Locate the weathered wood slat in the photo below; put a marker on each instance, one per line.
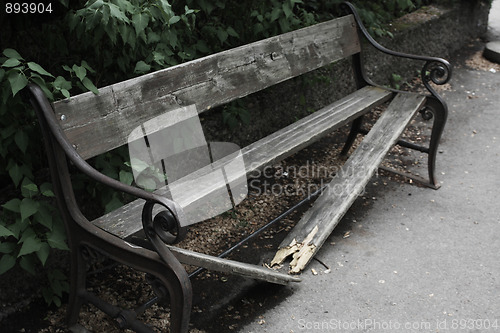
(126, 221)
(96, 124)
(319, 221)
(230, 266)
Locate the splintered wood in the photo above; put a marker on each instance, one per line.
(301, 253)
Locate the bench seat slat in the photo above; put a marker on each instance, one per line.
(230, 266)
(320, 220)
(126, 220)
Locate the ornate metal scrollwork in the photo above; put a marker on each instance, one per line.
(436, 71)
(164, 224)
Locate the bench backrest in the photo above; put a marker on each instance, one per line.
(97, 124)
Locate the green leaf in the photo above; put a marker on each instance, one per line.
(28, 207)
(113, 204)
(62, 83)
(222, 35)
(287, 10)
(28, 188)
(90, 86)
(115, 12)
(22, 140)
(6, 263)
(11, 63)
(10, 53)
(16, 174)
(46, 190)
(12, 205)
(4, 232)
(65, 93)
(80, 72)
(28, 265)
(37, 68)
(43, 253)
(44, 217)
(56, 240)
(7, 247)
(17, 81)
(140, 22)
(142, 67)
(174, 19)
(30, 245)
(232, 32)
(38, 80)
......
THE PROBLEM: Retype all the data exactly; skip the pictures.

RESPONSE AREA:
Locate the weathered wood slat in the photo below; put a marker on each instance, one per line.
(126, 221)
(96, 124)
(319, 221)
(230, 266)
Locate the splintered wood in the photo above; put a marker on each instance, one per line.
(301, 253)
Locate the bench seat slat in the photo above; put a marker on each instance, one per line.
(230, 266)
(320, 220)
(126, 220)
Locate the ornate metal scrollwork in the photo above; put a marker on each instance, one per line.
(436, 71)
(164, 224)
Locate the bench backrest in the photo above; put a marker on each instance, one per line.
(97, 124)
Locate the green leaf in the photo above; put a marker on each instance, one per line.
(28, 207)
(113, 204)
(62, 83)
(222, 35)
(287, 10)
(28, 188)
(90, 86)
(115, 12)
(22, 140)
(6, 263)
(11, 63)
(10, 53)
(16, 174)
(46, 190)
(12, 205)
(4, 232)
(65, 93)
(80, 72)
(28, 265)
(37, 68)
(43, 253)
(44, 217)
(56, 240)
(7, 247)
(17, 81)
(140, 22)
(142, 67)
(174, 19)
(30, 245)
(232, 32)
(38, 80)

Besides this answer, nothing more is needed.